[begin Source document]
/* r2.h --- operations on points and vectors of R^2 */
/* Last edited on 2021-06-09 20:43:33 by jstolfi */

#ifndef r2_H
#define r2_H

#define _GNU_SOURCE
#include <stdio.h>
#include <stdint.h>
#include <math.h>

#include <vec.h>
#include <interval.h>

typedef struct { double c[2]; } r2_t;

#define INF INFINITY

void r2_zero (r2_t *r);
  /* Sets {r} to the zero vector. */
  
void r2_all (double x, r2_t *r);
  /* Sets all coordinates of {r} to the value {x}. */
  
void r2_axis (int32_t i, r2_t *r);
  /* Sets {r} to the {i}th vector of the canonical basis. */

void r2_add (r2_t *a, r2_t *b, r2_t *r);
  /* Sets {r = a + b}. */

void r2_sub (r2_t *a, r2_t *b, r2_t *r);
  /* Sets {r = a - b}. */

void r2_neg (r2_t *a, r2_t *r);
  /* Sets {r} to {-a}. */

void r2_scale (double s, r2_t *a, r2_t *r);
  /* Sets {r := s * a}. */

void r2_mix (double s, r2_t *a, double t, r2_t *b, r2_t *r);
  /* Sets {r := s * a + t * b}. */

void r2_mix_in (double s, r2_t *a, r2_t *r);
  /* Sets {r := r + s * a}. */

void r2_weigh (r2_t *a, r2_t *w, r2_t *r);
  /* Sets {r[i] := a[i] * w[i]}. */

double r2_norm (r2_t *a);
  /* Returns the Euclidean length of {a}. */

double r2_norm_sqr (r2_t *a);
  /* Returns the square of the Euclidean length of {a}. */

double r2_L_inf_norm (r2_t *a);
  /* Returns the L-infinity norm of {a} (max absolute coordinate). */

double r2_dist (r2_t *a, r2_t *b);
  /* Returns the Euclidean distance between {a} and {b}. */

double r2_dist_sqr (r2_t *a, r2_t *b);
  /* Returns the square of the Euclidean distance between {a} and {b}. */

double r2_L_inf_dist (r2_t *a, r2_t *b);
  /* Returns the L-infinity distance between {a} and {b} 
    (max absolute diff). */

double r2_dir (r2_t *a, r2_t *r); 
  /* Sets {r} to {a} normalized to unit Euclidean length; 
    returns the original length. */
  
double r2_L_inf_dir (r2_t *a, r2_t *r); 
  /* Sets {r} to the vector {a/r2_L_inf_norm(a)}; 
    returns the original norm. */

double r2_dot (r2_t *a, r2_t *b);
  /* Dot product of vectors {a} and {b}. */

double r2_cos (r2_t *a, r2_t *b);
  /* Cosine of angle between vectors {a} and {b}. */

double r2_sin (r2_t *a, r2_t *b);
  /* Absolute sine of angle between vectors {a} and {b}. */

double r2_angle (r2_t *a, r2_t *b);
  /* Angle between vectors {a} and {b}, in radians. */

void r2_cross (r2_t *a, r2_t *r);
  /* Sets {r} to the `cross product' of the vector {a}, namely 
    {a} rotated 90 degrees counterclockwise. */
  
double r2_det (r2_t *a, r2_t *b);
  /* Returns the determinant of the 2 x 2 matrix whose rows
    are {a} and {b}. */

double r2_decomp (r2_t *a, r2_t *u, r2_t *para, r2_t *perp);
  /* Sets {para} and {perp} (when not NULL) to the components of 
    {a} that are parallel and perpendicular to to {u}, respectively.
[end Source document]
▶ [Required tasks]:
(1) In the r2 header, what does r2_cross compute, and why does its comment put "cross product" in quotes? Answer in one to three sentences.
(2) Resume the r2 header from its last sentence, finishing the r2_decomp comment and adding further declarations in the same style.
The data comes from a separate source and has no connection to the r2 header.
[begin Recorded data]
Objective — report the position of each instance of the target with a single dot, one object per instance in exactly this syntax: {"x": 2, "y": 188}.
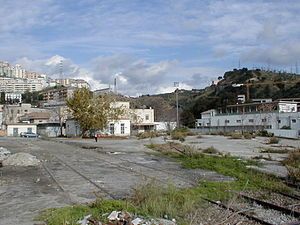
[end Recorded data]
▶ [The responses]:
(1) r2_cross sets {r} to the vector {a} rotated 90 degrees counterclockwise. The header calls this the "cross product" of {a} in quotes because its comment says that by this term it means that rotated vector.

(2)
    Namely, {para = c*u} and {perp = a - c*u}, where 
    {c = r2_dot(a,u)/r2_dot(u,u)}. Also returns {c}. */

int32_t r2_is_finite(r2_t *p);
  /* True iff both coordinates of {p} are finite (neither {±INF} nor {NAN}). */

bool_t r2_eq(r2_t *p, r2_t *q);
  /* True iff points {p} and {q} are identical. */
  
void r2_barycenter(int32_t np, r2_t p[], double w[], r2_t *barP);
  /* The barycenter of all points {p[0..np-1]} with weights {w[0..np-1]}.
    The weights must have positive sum.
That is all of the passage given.